> _INSTRUCTION_
Pick out every line in the items below that contains the word "sweater", and copy each one in full.

***** DATASET RECORDS

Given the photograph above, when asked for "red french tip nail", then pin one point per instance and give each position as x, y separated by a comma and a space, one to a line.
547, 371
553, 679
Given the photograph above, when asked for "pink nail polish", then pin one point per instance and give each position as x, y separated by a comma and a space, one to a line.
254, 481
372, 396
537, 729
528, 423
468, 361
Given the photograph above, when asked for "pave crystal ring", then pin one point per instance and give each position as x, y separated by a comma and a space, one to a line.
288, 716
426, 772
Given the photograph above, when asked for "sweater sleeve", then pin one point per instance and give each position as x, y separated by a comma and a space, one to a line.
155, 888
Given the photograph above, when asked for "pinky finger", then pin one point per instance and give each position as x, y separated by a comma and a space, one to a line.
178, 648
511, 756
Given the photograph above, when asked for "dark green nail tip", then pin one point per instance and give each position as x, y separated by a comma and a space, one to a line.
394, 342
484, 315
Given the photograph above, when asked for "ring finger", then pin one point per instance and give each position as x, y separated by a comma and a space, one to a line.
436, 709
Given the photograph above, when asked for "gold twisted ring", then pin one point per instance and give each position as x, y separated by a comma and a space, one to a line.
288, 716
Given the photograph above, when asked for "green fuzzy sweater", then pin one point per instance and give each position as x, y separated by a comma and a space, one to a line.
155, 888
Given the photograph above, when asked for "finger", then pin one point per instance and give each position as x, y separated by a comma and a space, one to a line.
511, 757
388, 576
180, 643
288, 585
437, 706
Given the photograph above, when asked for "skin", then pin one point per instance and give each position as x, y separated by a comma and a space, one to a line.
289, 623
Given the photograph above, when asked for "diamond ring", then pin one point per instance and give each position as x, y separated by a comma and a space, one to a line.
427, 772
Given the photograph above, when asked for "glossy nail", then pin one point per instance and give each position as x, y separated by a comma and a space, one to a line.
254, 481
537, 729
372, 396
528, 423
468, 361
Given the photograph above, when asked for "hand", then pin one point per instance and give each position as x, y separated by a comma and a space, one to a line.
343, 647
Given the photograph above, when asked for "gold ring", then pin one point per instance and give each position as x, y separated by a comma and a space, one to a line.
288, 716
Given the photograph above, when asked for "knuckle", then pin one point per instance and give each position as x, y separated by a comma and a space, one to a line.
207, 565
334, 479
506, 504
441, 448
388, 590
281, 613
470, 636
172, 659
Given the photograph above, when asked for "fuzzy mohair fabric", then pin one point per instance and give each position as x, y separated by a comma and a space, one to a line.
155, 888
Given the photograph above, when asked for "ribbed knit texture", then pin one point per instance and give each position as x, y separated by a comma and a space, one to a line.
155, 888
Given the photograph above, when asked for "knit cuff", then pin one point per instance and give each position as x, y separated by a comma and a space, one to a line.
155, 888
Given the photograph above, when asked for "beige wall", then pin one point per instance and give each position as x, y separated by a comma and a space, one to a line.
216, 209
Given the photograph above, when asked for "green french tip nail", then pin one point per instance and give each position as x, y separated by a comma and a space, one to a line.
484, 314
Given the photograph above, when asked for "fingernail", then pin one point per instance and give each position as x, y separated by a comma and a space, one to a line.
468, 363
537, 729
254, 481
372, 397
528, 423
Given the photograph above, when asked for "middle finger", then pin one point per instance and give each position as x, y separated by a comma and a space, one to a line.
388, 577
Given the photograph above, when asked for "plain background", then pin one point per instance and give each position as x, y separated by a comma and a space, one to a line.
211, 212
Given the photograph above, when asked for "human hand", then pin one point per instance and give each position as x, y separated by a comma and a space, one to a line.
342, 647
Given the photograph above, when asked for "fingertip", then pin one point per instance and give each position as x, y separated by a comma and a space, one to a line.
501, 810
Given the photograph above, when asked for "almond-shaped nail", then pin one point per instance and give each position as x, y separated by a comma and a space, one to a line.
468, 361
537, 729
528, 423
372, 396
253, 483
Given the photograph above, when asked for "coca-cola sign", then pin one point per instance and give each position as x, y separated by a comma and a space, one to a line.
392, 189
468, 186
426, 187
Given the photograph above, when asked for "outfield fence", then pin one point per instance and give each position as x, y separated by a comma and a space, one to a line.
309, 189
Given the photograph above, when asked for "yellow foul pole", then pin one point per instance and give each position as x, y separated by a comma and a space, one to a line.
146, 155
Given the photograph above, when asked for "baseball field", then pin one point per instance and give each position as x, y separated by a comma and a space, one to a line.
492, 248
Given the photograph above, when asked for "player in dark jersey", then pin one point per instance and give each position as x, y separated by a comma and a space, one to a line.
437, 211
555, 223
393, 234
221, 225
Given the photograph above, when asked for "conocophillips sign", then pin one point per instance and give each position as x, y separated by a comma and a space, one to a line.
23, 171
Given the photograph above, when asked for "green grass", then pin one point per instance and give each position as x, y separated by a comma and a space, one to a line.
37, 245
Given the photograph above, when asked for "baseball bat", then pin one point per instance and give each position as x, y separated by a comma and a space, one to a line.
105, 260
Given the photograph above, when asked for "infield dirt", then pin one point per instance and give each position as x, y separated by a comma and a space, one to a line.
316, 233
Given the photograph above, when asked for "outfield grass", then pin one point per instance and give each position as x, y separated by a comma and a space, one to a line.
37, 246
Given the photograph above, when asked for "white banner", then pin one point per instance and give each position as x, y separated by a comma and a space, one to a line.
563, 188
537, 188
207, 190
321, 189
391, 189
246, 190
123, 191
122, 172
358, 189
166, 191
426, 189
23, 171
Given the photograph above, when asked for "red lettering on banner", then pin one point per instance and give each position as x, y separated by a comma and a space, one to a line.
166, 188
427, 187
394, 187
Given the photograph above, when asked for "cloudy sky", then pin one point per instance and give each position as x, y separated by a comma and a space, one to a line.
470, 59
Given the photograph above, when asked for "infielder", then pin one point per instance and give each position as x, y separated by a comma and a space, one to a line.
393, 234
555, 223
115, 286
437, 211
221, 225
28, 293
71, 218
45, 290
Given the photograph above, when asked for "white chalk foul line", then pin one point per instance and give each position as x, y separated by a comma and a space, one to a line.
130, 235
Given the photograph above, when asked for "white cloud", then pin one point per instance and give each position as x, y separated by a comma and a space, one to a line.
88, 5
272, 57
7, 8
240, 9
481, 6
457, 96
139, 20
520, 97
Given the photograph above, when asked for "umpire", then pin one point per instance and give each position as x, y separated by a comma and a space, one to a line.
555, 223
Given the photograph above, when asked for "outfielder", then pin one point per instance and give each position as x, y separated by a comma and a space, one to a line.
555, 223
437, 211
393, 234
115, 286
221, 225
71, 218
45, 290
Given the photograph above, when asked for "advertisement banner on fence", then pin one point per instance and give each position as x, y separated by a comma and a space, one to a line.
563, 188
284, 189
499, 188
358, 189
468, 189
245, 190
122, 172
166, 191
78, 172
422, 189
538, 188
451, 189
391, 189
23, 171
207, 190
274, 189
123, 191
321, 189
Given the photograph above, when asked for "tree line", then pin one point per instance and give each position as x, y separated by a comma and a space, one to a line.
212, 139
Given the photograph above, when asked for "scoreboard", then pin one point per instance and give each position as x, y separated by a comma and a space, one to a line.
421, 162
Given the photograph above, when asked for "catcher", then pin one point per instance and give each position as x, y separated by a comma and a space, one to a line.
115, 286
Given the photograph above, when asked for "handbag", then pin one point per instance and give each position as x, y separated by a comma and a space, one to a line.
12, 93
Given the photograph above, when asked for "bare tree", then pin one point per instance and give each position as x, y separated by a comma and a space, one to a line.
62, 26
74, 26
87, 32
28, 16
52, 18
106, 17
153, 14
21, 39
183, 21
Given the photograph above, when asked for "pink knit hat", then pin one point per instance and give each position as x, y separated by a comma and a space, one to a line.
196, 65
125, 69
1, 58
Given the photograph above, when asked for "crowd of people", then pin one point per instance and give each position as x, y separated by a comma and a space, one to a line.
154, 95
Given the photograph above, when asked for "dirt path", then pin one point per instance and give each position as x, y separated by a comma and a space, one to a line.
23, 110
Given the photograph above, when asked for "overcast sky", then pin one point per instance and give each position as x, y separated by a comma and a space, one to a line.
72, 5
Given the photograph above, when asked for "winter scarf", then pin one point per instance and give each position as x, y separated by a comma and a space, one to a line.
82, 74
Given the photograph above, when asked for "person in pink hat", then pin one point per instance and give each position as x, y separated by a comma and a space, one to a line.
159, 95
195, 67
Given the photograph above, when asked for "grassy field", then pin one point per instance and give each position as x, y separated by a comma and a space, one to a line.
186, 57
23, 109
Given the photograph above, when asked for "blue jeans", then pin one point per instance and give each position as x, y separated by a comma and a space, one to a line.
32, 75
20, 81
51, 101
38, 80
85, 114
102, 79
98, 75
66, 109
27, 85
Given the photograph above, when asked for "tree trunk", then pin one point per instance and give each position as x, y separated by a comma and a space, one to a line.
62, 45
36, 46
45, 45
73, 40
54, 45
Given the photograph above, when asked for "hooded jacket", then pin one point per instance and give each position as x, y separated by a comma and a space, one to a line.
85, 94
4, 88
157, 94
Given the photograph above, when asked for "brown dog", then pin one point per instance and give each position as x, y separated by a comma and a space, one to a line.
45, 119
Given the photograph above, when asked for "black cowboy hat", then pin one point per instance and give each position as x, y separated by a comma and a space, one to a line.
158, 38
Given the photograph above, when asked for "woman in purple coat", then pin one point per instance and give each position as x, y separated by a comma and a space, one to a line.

**********

> _COMPLETE OUTPUT_
Given the photograph above, when asked for "sweater sleeve", then pin one point per instance and give each position as x, y separated by a comma and a space, one to a line.
Given the photograph above, when asked for "green fuzzy sweater", then pin one point per instance and give each position as x, y separated by a comma and a space, one to a line.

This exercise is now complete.